TASK DESCRIPTION:
All of the records are to be copied out exactly, with nothing left out.

AVAILABLE DATA:
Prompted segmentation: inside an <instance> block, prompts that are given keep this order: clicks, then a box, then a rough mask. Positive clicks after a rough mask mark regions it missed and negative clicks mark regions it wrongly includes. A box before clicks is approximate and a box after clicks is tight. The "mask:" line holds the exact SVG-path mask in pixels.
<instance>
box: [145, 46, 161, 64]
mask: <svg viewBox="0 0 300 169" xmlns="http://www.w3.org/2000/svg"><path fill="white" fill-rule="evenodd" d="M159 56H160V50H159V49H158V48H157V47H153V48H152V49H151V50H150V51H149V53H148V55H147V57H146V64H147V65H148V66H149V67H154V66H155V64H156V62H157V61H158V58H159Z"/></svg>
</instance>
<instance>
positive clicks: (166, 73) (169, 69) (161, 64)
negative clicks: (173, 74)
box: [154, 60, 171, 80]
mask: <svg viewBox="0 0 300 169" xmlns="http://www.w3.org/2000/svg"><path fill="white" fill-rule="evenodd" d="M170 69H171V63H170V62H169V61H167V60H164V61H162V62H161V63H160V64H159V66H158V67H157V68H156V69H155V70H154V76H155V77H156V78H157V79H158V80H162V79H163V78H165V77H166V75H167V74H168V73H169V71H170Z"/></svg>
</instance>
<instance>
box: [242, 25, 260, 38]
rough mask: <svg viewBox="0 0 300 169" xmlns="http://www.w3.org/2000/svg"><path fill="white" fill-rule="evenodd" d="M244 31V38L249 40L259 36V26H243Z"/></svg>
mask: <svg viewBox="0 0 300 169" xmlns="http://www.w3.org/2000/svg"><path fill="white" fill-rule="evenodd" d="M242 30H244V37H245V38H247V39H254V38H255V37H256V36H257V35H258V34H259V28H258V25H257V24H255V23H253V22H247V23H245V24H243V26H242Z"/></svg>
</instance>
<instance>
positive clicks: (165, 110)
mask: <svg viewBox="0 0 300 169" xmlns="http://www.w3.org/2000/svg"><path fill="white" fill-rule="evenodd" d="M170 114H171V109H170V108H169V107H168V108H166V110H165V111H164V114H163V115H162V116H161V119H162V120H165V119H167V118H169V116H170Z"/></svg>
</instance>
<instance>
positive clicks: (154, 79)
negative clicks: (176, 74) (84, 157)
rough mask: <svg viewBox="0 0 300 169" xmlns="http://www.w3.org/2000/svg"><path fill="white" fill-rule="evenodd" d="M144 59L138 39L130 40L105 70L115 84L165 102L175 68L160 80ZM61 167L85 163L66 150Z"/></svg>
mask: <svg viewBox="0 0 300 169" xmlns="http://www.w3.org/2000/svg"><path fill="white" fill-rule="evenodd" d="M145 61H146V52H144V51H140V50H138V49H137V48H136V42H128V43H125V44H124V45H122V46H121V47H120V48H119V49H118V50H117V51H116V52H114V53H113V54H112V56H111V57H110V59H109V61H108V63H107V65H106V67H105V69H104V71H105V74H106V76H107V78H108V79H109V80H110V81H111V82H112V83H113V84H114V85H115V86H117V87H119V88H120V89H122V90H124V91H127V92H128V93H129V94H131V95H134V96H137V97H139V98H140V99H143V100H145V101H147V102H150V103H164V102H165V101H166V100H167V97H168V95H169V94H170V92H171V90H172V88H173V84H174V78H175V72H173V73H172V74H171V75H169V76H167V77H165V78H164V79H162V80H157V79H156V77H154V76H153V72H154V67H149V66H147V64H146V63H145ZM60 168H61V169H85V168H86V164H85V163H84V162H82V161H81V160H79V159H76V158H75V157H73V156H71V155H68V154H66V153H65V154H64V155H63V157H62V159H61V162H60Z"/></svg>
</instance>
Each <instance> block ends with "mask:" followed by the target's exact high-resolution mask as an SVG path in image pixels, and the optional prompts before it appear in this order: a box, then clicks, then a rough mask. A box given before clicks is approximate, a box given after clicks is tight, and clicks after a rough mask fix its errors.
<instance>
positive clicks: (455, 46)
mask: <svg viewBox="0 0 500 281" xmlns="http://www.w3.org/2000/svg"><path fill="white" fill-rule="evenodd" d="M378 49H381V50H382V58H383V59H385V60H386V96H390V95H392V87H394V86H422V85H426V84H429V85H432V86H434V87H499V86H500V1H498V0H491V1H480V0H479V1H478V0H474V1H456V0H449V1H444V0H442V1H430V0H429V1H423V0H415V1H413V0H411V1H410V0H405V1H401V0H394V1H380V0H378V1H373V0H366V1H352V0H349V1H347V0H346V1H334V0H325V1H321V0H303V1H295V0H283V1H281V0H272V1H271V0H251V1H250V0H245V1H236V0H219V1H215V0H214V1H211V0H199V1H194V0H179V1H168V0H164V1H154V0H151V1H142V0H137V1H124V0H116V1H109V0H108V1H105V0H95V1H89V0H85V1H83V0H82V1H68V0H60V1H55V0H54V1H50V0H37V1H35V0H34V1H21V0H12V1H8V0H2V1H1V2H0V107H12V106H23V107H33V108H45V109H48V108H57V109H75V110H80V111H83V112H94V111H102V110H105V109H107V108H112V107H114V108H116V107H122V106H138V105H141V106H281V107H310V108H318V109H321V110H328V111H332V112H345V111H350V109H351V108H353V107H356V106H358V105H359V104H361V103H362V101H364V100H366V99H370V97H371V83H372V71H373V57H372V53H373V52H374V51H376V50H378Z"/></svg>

PROBLEM SOLUTION:
Prompted segmentation: inside an <instance> block, prompts that are given keep this order: clicks, then a box, then a rough mask. Positive clicks after a rough mask mark regions it missed and negative clicks mark regions it wrongly includes. A box before clicks is approximate and a box after clicks is tight. The "mask:" line holds the exact SVG-path mask in pixels.
<instance>
box: [145, 46, 161, 64]
mask: <svg viewBox="0 0 300 169" xmlns="http://www.w3.org/2000/svg"><path fill="white" fill-rule="evenodd" d="M159 56H160V50H159V49H158V48H157V47H153V48H152V49H151V50H150V51H149V53H148V55H147V57H146V64H147V65H148V66H149V67H154V66H155V64H156V62H157V61H158V58H159Z"/></svg>
</instance>
<instance>
positive clicks: (166, 73) (169, 69) (161, 64)
negative clicks: (173, 74)
box: [154, 60, 171, 80]
mask: <svg viewBox="0 0 300 169" xmlns="http://www.w3.org/2000/svg"><path fill="white" fill-rule="evenodd" d="M170 69H171V63H170V62H169V61H167V60H164V61H162V62H161V63H160V64H159V66H158V67H157V68H156V69H155V70H154V76H155V77H156V78H157V79H158V80H162V79H163V78H165V77H166V75H167V74H168V73H169V71H170Z"/></svg>
</instance>
<instance>
box: [242, 25, 260, 38]
rough mask: <svg viewBox="0 0 300 169" xmlns="http://www.w3.org/2000/svg"><path fill="white" fill-rule="evenodd" d="M244 31V38L249 40L259 36V26H243Z"/></svg>
mask: <svg viewBox="0 0 300 169" xmlns="http://www.w3.org/2000/svg"><path fill="white" fill-rule="evenodd" d="M242 30H244V37H245V38H247V39H254V38H255V37H256V36H257V35H258V34H259V28H258V25H257V24H255V23H253V22H247V23H245V24H243V26H242Z"/></svg>
</instance>
<instance>
positive clicks: (165, 110)
mask: <svg viewBox="0 0 300 169" xmlns="http://www.w3.org/2000/svg"><path fill="white" fill-rule="evenodd" d="M170 114H171V109H170V108H169V107H168V108H166V110H165V111H164V114H163V115H162V116H161V119H162V120H165V119H167V118H169V116H170Z"/></svg>
</instance>
<instance>
positive clicks: (154, 79)
negative clicks: (176, 74) (84, 157)
rough mask: <svg viewBox="0 0 300 169" xmlns="http://www.w3.org/2000/svg"><path fill="white" fill-rule="evenodd" d="M144 59L138 39L130 40L105 70L115 84L165 102L175 68L160 80ZM61 167L85 163L66 150Z"/></svg>
mask: <svg viewBox="0 0 300 169" xmlns="http://www.w3.org/2000/svg"><path fill="white" fill-rule="evenodd" d="M145 61H146V52H144V51H140V50H138V49H137V48H136V42H128V43H125V44H124V45H122V46H121V47H120V48H119V49H118V50H117V51H116V52H114V53H113V54H112V56H111V57H110V59H109V61H108V63H107V65H106V67H105V69H104V71H105V74H106V76H107V78H108V79H109V80H110V81H111V82H112V83H113V84H114V85H115V86H117V87H119V88H120V89H122V90H124V91H127V92H128V93H129V94H131V95H134V96H137V97H139V98H140V99H143V100H145V101H147V102H150V103H164V102H165V101H166V100H167V97H168V95H169V94H170V92H171V90H172V88H173V84H174V78H175V72H173V73H172V74H171V75H169V76H167V77H165V78H164V79H162V80H157V79H156V77H154V76H153V72H154V67H149V66H147V64H146V63H145ZM60 168H61V169H85V168H86V164H85V163H84V162H82V161H81V160H79V159H76V158H75V157H73V156H71V155H68V154H66V153H65V154H64V155H63V157H62V159H61V162H60Z"/></svg>
</instance>
Each <instance> block ends with "mask:" followed by the target's exact high-resolution mask as an SVG path in image pixels, and the optional prompts before it appear in this order: a box, then clicks, then a rough mask. A box given before clicks is approximate, a box given after clicks is tight, and clicks after a rough mask fix its errors.
<instance>
positive clicks: (455, 46)
mask: <svg viewBox="0 0 500 281" xmlns="http://www.w3.org/2000/svg"><path fill="white" fill-rule="evenodd" d="M378 49H381V50H382V58H383V59H385V60H386V96H390V95H392V87H394V86H422V85H426V84H429V85H432V86H434V87H499V86H500V1H498V0H491V1H480V0H479V1H478V0H474V1H456V0H449V1H444V0H442V1H430V0H429V1H423V0H415V1H413V0H411V1H410V0H405V1H401V0H394V1H380V0H378V1H373V0H366V1H352V0H349V1H347V0H346V1H334V0H325V1H321V0H303V1H295V0H283V1H281V0H272V1H271V0H251V1H250V0H245V1H236V0H219V1H215V0H214V1H211V0H199V1H194V0H179V1H168V0H164V1H154V0H151V1H142V0H137V1H124V0H116V1H109V0H108V1H105V0H95V1H89V0H85V1H83V0H82V1H68V0H60V1H55V0H54V1H50V0H37V1H35V0H34V1H21V0H12V1H8V0H2V1H1V2H0V107H12V106H23V107H33V108H45V109H48V108H57V109H75V110H80V111H83V112H94V111H102V110H105V109H107V108H112V107H114V108H116V107H122V106H138V105H141V106H281V107H310V108H318V109H321V110H328V111H332V112H345V111H350V109H351V108H353V107H356V106H358V105H359V104H361V103H362V101H364V100H366V99H370V97H371V83H372V71H373V57H372V53H373V52H374V51H376V50H378Z"/></svg>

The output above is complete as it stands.